* Set exercise 1:
Copy word for word the part of the passage on graph property testing starting with "An example should" and going on through "empty is testable with one-sided error.".
# Extracted text start
When a test with the above properties exists for each given \varepsilon > 0 (with the number of queried vertices k being allowed to depend on \varepsilon), we say that the graph property {\mathcal P} is testable with one-sided error. (The general notion of property testing was introduced by Rubinfeld and Sudan, and first studied for graph properties by Goldreich, Goldwasser, and Ron; see this web page of Goldreich for further references and discussion.) The rejection probability \varepsilon is not very important in this definition, since if one wants to improve the success rate of the algorithm one can simply run independent trials of that algorithm (selecting fresh random vertices each time) in order to increase the chance that G is correctly rejected. However, it is intuitively clear that one must allow some probability of failure, since one is only inspecting a small portion of the graph and so cannot say with complete certainty whether the entire graph has the property {\mathcal P} or not. For similar reasons, one cannot reasonably demand to have a low false positive rate for all graphs that fail to obey {\mathcal P}, since if the graph is only one edge modification away from obeying {\mathcal P}, this modification is extremely unlikely to be detected by only querying a small portion of the graph. This explains why we need to restrict attention to graphs that are \varepsilon-far from obeying {\mathcal P}.

An example should illustrate this definition. Consider for instance property 6 above (the property that G is empty). To test whether a graph is empty, one can perform the following obvious algorithm: take k vertices in G at random and check whether they have any edges at all between them. If they do, then the test of course rejects G as being non-empty, while if they don’t, the test accepts G as being empty. Clearly there are no false negatives in this test, and if k is large enough depending on \varepsilon one can easily see (from the law of large numbers) that we will have few false positives if G is \varepsilon-far from being empty (i.e. if it has at least \varepsilon |V|^2 vertices). So the property of being empty is testable with one-sided error.
# Extracted text end
# Data to use start
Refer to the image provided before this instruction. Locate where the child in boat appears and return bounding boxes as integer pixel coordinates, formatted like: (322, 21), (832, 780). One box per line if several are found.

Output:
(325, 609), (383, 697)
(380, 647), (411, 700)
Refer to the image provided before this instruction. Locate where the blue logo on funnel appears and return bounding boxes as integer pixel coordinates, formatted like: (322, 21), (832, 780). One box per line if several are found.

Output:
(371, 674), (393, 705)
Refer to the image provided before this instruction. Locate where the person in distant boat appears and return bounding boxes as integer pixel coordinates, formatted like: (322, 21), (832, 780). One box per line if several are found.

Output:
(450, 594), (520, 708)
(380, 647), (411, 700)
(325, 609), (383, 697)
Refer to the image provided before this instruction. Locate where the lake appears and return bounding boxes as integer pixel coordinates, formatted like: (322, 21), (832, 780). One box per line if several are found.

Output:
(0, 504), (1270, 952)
# Data to use end
* Set exercise 2:
Repeat the listing verbatim from its first line through the line with "(371, 674), (393, 705)", including both of those lines.

* Written response 1:
An example should illustrate this definition. Consider for instance property 6 above (the property that G is empty). To test whether a graph is empty, one can perform the following obvious algorithm: take k vertices in G at random and check whether they have any edges at all between them. If they do, then the test of course rejects G as being non-empty, while if they don’t, the test accepts G as being empty. Clearly there are no false negatives in this test, and if k is large enough depending on \varepsilon one can easily see (from the law of large numbers) that we will have few false positives if G is \varepsilon-far from being empty (i.e. if it has at least \varepsilon |V|^2 vertices). So the property of being empty is testable with one-sided error.

* Written response 2:
Refer to the image provided before this instruction. Locate where the child in boat appears and return bounding boxes as integer pixel coordinates, formatted like: (322, 21), (832, 780). One box per line if several are found.

Output:
(325, 609), (383, 697)
(380, 647), (411, 700)
Refer to the image provided before this instruction. Locate where the blue logo on funnel appears and return bounding boxes as integer pixel coordinates, formatted like: (322, 21), (832, 780). One box per line if several are found.

Output:
(371, 674), (393, 705)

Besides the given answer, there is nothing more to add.